──────── Supplied material ────────
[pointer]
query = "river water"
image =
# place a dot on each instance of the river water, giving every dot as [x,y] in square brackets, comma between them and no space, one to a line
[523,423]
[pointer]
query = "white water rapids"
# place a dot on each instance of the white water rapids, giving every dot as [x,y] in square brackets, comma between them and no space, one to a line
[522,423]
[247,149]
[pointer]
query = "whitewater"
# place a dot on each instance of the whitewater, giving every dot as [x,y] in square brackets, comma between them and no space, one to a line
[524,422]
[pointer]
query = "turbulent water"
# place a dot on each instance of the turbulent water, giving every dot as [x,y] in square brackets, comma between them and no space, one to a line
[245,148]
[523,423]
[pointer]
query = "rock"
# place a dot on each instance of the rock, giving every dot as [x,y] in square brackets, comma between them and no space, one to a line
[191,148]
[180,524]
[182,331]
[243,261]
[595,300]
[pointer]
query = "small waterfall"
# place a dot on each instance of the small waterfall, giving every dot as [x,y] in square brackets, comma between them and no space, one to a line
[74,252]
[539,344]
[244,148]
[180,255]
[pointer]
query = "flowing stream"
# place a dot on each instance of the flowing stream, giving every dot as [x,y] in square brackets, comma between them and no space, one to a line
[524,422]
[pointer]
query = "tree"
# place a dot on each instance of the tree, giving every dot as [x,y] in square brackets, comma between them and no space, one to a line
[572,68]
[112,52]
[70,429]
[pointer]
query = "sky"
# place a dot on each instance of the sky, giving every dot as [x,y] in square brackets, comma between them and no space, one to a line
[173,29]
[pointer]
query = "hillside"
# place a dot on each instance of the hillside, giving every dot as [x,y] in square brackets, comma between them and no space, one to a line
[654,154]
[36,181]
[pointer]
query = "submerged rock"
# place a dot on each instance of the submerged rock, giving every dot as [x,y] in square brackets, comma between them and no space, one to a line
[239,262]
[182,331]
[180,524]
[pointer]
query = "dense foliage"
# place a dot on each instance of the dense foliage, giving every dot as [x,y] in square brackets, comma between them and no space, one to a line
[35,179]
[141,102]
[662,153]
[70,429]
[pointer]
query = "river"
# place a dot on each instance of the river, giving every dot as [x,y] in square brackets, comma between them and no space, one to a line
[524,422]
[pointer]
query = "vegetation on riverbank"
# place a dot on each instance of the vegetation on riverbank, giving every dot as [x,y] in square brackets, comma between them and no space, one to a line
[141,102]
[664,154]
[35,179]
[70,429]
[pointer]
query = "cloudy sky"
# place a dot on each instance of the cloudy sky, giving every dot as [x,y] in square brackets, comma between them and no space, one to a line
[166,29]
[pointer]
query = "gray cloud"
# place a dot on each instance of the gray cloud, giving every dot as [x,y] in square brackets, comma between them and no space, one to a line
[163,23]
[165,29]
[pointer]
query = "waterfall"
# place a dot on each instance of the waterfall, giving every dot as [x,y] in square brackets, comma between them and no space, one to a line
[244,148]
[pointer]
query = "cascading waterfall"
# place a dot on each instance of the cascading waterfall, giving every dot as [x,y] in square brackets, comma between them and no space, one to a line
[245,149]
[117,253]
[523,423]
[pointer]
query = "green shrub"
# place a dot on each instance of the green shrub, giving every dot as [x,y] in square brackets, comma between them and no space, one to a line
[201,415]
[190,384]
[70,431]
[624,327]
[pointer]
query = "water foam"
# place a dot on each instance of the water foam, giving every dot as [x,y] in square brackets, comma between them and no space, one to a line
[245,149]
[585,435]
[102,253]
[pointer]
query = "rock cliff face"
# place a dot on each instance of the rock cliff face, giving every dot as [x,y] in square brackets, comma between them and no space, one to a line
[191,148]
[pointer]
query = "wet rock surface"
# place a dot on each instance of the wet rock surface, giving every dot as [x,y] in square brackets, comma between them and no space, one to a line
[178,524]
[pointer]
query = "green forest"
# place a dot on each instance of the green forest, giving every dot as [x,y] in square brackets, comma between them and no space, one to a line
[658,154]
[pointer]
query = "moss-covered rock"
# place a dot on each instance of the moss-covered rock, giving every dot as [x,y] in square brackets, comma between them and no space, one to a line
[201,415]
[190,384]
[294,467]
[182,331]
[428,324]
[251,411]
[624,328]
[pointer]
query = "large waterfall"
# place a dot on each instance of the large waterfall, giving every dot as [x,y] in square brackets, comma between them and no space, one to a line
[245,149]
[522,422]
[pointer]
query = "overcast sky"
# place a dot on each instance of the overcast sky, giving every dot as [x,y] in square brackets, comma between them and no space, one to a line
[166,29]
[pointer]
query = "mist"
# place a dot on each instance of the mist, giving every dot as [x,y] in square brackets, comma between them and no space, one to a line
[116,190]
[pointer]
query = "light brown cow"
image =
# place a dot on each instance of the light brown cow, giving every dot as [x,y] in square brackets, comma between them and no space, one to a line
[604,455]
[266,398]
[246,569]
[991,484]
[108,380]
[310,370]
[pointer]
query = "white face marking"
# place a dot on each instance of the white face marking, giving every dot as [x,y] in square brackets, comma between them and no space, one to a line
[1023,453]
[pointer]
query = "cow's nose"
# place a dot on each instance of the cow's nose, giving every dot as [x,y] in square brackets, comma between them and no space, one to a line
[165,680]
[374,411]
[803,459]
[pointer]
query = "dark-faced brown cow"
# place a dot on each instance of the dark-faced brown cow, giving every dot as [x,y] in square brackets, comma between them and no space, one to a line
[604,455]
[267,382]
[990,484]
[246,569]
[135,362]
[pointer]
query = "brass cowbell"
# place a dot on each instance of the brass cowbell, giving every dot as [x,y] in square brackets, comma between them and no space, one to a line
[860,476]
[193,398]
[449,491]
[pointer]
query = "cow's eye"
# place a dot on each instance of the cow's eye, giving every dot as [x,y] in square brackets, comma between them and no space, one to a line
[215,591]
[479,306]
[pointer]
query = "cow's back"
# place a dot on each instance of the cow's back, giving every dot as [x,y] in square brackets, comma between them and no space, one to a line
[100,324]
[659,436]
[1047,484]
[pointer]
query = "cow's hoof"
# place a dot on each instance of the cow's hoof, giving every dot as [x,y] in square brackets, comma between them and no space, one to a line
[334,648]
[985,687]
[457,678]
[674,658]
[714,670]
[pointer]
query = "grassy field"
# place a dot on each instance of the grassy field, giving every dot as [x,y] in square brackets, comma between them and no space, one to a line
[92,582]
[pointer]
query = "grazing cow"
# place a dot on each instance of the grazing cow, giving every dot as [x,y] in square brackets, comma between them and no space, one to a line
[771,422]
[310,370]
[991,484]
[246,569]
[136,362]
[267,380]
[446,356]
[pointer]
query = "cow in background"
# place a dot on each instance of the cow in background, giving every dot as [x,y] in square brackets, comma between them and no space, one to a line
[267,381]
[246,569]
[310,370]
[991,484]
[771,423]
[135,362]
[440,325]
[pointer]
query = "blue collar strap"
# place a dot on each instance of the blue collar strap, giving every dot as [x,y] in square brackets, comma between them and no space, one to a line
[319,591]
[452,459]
────────
Work instructions — Please count how many lines of the records above contain the string "brass", treating uppercase and lowercase as different, and give only the number.

Response to the exercise — 2